• What the exercise asks
Can you rewrite the entries from the line containing "Reviewer note: confirm that every instance of the yellow shell" through the end, swapping "marker" for "dot" and leaving everything else unchanged?

• Record set
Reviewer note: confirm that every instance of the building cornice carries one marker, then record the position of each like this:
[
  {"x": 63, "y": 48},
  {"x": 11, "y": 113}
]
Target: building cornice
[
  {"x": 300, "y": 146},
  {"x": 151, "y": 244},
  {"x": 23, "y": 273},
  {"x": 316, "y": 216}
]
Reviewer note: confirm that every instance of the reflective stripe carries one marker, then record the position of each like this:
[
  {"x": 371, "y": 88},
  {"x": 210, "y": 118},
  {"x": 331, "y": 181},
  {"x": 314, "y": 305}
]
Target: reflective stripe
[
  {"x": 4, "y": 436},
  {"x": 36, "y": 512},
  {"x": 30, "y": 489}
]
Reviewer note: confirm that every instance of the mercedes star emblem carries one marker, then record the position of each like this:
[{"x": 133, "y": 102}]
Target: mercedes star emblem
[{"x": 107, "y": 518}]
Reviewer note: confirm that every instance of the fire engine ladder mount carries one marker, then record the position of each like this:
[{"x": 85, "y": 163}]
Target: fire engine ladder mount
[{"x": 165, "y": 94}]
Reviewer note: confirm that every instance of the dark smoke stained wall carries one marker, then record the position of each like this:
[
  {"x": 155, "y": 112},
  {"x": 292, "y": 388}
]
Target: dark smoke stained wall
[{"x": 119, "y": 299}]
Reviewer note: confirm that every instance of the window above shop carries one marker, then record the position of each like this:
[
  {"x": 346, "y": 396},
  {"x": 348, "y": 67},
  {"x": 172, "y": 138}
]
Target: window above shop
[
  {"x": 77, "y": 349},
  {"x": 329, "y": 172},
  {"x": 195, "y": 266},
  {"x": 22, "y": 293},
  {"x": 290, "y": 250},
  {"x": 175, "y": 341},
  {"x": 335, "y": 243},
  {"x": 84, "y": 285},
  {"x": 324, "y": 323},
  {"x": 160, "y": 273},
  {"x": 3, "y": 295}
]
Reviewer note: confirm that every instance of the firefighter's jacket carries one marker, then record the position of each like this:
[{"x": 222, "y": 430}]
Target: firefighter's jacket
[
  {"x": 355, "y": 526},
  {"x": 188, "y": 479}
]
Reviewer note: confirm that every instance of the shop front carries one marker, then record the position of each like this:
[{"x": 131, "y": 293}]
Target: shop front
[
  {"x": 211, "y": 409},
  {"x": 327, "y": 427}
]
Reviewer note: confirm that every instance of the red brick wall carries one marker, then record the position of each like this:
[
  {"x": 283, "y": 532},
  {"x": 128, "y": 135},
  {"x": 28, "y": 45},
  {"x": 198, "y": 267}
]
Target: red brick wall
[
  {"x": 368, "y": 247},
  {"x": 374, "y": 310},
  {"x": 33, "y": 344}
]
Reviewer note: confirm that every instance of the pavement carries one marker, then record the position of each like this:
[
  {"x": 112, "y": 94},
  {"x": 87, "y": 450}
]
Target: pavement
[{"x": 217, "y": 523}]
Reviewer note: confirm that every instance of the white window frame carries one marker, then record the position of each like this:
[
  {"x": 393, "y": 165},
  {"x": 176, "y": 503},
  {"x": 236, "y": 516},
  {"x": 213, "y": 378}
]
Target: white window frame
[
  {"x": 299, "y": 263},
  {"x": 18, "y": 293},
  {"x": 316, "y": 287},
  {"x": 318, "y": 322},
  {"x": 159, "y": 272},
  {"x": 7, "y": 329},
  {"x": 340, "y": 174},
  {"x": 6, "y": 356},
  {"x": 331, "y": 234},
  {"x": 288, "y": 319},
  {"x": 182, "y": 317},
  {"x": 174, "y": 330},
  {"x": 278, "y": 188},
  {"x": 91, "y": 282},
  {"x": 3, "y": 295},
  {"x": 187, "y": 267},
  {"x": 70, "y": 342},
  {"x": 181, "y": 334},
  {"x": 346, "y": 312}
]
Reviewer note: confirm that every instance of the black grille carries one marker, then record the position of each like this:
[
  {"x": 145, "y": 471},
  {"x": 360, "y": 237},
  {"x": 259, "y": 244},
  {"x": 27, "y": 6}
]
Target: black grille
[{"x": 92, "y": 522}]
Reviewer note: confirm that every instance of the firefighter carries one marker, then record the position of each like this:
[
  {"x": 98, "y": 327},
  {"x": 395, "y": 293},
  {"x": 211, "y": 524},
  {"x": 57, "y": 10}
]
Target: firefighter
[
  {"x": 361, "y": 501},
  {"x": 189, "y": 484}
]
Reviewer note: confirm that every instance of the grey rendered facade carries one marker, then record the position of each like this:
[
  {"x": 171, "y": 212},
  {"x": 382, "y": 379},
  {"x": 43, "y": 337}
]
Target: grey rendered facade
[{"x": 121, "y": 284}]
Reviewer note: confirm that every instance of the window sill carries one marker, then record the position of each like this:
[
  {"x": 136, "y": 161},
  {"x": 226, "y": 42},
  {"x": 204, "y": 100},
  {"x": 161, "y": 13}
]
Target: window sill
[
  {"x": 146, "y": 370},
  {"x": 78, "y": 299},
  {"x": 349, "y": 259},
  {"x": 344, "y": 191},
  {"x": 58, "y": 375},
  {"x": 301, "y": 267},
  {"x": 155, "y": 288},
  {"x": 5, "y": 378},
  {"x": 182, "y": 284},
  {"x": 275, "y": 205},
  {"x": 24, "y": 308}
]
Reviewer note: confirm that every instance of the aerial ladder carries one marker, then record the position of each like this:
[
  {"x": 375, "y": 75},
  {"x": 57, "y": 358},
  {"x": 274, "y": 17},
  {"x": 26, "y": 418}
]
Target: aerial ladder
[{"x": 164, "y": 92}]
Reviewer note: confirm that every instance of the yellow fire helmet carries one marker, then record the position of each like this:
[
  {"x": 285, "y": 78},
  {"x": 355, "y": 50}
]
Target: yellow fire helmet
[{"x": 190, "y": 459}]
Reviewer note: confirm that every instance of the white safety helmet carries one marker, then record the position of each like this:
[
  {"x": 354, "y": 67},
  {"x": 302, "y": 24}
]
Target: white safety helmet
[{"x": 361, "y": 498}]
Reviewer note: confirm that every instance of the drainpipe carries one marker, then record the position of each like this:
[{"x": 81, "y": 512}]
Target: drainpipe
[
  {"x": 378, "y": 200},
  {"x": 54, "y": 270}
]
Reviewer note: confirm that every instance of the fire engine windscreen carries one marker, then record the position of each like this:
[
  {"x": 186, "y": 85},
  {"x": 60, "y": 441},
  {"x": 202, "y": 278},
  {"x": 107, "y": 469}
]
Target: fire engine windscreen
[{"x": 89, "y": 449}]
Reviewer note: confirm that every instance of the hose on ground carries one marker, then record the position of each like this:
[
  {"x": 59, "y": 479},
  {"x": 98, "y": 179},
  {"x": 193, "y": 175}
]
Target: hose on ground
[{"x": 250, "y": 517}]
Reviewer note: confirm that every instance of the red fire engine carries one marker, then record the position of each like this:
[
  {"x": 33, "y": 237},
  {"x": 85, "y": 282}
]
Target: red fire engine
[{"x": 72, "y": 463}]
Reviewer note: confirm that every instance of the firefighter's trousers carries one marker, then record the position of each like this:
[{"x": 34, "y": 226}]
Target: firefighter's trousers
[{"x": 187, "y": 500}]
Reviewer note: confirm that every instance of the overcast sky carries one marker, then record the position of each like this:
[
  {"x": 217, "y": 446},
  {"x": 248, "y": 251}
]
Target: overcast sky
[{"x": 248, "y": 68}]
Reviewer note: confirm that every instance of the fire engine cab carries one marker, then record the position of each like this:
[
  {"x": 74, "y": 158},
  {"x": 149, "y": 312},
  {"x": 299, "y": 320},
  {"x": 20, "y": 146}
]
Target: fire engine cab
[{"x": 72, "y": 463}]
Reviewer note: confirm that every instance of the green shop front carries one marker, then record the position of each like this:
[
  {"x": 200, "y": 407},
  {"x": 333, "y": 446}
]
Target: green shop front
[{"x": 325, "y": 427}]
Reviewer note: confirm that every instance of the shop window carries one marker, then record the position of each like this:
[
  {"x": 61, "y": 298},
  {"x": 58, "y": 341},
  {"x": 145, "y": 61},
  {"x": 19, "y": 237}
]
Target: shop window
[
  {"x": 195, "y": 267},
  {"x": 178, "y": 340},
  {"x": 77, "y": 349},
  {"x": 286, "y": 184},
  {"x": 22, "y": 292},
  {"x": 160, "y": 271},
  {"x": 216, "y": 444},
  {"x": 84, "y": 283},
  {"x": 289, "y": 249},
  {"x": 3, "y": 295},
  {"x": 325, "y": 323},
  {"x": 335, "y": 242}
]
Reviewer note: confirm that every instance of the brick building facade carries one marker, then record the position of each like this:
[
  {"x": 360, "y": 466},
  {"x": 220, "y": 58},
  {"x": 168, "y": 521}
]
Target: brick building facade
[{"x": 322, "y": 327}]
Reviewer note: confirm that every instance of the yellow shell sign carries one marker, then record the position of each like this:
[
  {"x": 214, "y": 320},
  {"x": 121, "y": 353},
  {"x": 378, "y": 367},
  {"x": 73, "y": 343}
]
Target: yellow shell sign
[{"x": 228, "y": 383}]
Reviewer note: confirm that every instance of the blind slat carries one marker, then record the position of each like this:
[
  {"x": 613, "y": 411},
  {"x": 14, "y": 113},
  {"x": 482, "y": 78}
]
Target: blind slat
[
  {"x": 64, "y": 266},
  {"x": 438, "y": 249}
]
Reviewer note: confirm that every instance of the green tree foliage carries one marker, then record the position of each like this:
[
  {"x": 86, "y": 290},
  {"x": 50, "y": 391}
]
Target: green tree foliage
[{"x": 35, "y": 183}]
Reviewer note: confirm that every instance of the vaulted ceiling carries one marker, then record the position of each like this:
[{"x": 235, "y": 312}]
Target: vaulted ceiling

• Exercise output
Reviewer note: confirm that every instance of the yellow shell sign carries one dot, then record the position of each like this:
[
  {"x": 214, "y": 320},
  {"x": 121, "y": 353},
  {"x": 378, "y": 367},
  {"x": 73, "y": 343}
]
Target: yellow shell sign
[{"x": 228, "y": 383}]
Reviewer note: confirm that every instance of the blind slat carries one dot, then record the position of each like this:
[
  {"x": 613, "y": 411},
  {"x": 14, "y": 113},
  {"x": 482, "y": 78}
]
Target: blind slat
[
  {"x": 64, "y": 266},
  {"x": 438, "y": 249}
]
Reviewer note: confirm that every instance of the green tree foliage carries one dot, then record the position of each like this:
[
  {"x": 86, "y": 290},
  {"x": 50, "y": 391}
]
Target: green tree foliage
[{"x": 35, "y": 183}]
Reviewer note: confirm that every instance of the vaulted ceiling carries one dot, then record the position of each like this:
[{"x": 235, "y": 312}]
Target: vaulted ceiling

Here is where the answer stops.